Your task is to print all of the data below exactly, with no pictures included.

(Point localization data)

%%

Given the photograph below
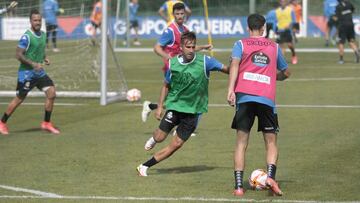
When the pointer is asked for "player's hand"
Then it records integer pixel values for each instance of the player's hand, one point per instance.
(12, 5)
(231, 98)
(37, 66)
(158, 112)
(47, 61)
(208, 47)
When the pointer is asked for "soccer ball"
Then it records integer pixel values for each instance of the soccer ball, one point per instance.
(133, 95)
(257, 179)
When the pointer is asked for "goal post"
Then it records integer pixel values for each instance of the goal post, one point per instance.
(80, 68)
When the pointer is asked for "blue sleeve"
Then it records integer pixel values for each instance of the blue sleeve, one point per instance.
(23, 42)
(164, 6)
(166, 37)
(167, 77)
(237, 50)
(281, 62)
(293, 18)
(212, 64)
(56, 7)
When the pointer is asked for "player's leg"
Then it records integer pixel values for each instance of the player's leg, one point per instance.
(353, 43)
(54, 38)
(22, 89)
(147, 108)
(14, 103)
(185, 128)
(242, 122)
(268, 124)
(48, 31)
(46, 84)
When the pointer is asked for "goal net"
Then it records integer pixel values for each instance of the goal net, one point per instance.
(76, 65)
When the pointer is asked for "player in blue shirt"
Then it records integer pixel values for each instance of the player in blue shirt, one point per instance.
(281, 66)
(50, 12)
(329, 14)
(134, 23)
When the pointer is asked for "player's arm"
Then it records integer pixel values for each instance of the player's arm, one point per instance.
(234, 71)
(163, 93)
(282, 67)
(187, 12)
(159, 50)
(233, 74)
(203, 47)
(165, 39)
(21, 57)
(161, 12)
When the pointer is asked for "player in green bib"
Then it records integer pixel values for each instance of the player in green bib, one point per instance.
(184, 95)
(31, 54)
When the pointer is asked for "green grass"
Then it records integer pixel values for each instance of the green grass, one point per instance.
(99, 147)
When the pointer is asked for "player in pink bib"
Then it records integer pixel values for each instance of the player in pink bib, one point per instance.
(256, 64)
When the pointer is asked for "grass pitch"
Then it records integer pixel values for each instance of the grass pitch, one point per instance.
(100, 147)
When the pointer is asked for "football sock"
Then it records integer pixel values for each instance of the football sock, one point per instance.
(150, 162)
(238, 179)
(153, 106)
(271, 168)
(4, 118)
(47, 116)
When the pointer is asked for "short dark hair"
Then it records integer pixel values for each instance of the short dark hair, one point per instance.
(178, 6)
(190, 36)
(34, 12)
(256, 21)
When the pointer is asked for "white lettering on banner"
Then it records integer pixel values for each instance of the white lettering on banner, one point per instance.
(14, 28)
(218, 26)
(357, 26)
(256, 77)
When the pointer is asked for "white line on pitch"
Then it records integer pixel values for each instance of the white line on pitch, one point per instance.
(41, 104)
(286, 106)
(289, 80)
(35, 192)
(181, 199)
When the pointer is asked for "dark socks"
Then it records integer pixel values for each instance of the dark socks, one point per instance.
(5, 118)
(150, 162)
(271, 169)
(47, 116)
(238, 175)
(153, 106)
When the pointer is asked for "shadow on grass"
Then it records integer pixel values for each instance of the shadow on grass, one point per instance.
(185, 169)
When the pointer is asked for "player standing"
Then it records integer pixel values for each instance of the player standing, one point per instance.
(168, 46)
(185, 95)
(256, 64)
(167, 8)
(11, 6)
(285, 18)
(95, 19)
(344, 11)
(31, 54)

%%

**Answer box**
Given the photograph below
When the pointer is asked for "player's hand"
Then it records integer pixel values for each instance of the player's hand, one point per instance.
(12, 5)
(231, 98)
(37, 66)
(158, 112)
(47, 61)
(208, 47)
When the pointer is asked for "soccer ball"
Then it records integer pixel values for each instance of the soccer ball, one point per instance.
(133, 95)
(257, 179)
When the pointer is asked for "goal post"
Then it records integer pixel values for each instance of the goal post, one point per instance.
(80, 68)
When the pointer is asked for "blue sleeve"
Then it records integer pixel values for each instance of the blue sleeve, one point per instance.
(23, 42)
(164, 6)
(166, 37)
(167, 77)
(237, 50)
(281, 62)
(293, 18)
(212, 64)
(56, 7)
When the pointer is asked for "player's leg"
Then it records integer pixel values for each instance of the player's leg, one point per instance.
(353, 43)
(54, 38)
(22, 89)
(147, 108)
(14, 103)
(185, 128)
(242, 122)
(268, 124)
(48, 31)
(46, 84)
When the pointer is asked for "goal net"
Then it records integer pixel values for each instance of the goal net, one point per instance.
(76, 65)
When the pointer is asked for "player in blue shirt"
Then it records integer pixel values for each instance of the player in blue shirt, one point per instance.
(281, 66)
(50, 12)
(329, 14)
(134, 23)
When the pointer is asked for "player's arm"
Then it records integer pixel values for each instance of the player's arm, one point per instance.
(234, 71)
(163, 93)
(282, 67)
(187, 12)
(159, 50)
(233, 74)
(203, 47)
(165, 39)
(21, 57)
(161, 12)
When the pointer is asked for "player in green bib"
Then it records integer pixel values for each instance of the player in green bib, one point per instance.
(184, 95)
(31, 54)
When the pointer is asked for "green grass"
Then it records integer pixel values for each instance of the green grass, one point per instance.
(99, 147)
When the pointer is asked for "player in pink bib"
Then it records integer pixel values for each instance of the player in pink bib, one point per instance.
(256, 64)
When the pointer is asked for "grass pitch"
Then it records integer pixel values for each instance of the grass pitch, one point per instance.
(100, 147)
When the pointer is asked for "football sock"
Then it records integer pixel values for each instance of the football sock, one point per instance.
(150, 162)
(238, 179)
(153, 106)
(271, 168)
(4, 118)
(47, 116)
When the pointer is asked for "short dark hair"
Then it records integer pixel values for each instance of the short dark hair, one point per instance.
(178, 6)
(190, 36)
(34, 12)
(256, 21)
When the pointer is asked for "white lettering on banner"
Then it records integer pixel values for each instance of the white lettering on banner, one point per instance.
(14, 28)
(218, 26)
(357, 26)
(256, 77)
When the pointer is asked for "white line on pitch"
Then it records integer pixel values for each instance of the white line on pitch, one point per instance.
(41, 104)
(286, 106)
(289, 80)
(35, 192)
(181, 199)
When the pointer is asked for "dark socks"
Then it records integer pixel values for each instance of the dark socks, one point per instance.
(5, 118)
(150, 162)
(271, 169)
(47, 116)
(238, 175)
(153, 106)
When the pointer is asked for "shadow on grass"
Then it records integer pixel values for each instance of the shadow on grass, one point per instance.
(185, 169)
When the pointer is asked for "player standing"
Then it records integer pixel values for each instance of the player standing, one point per instance.
(168, 46)
(185, 95)
(256, 64)
(167, 8)
(11, 6)
(285, 18)
(95, 19)
(344, 11)
(31, 54)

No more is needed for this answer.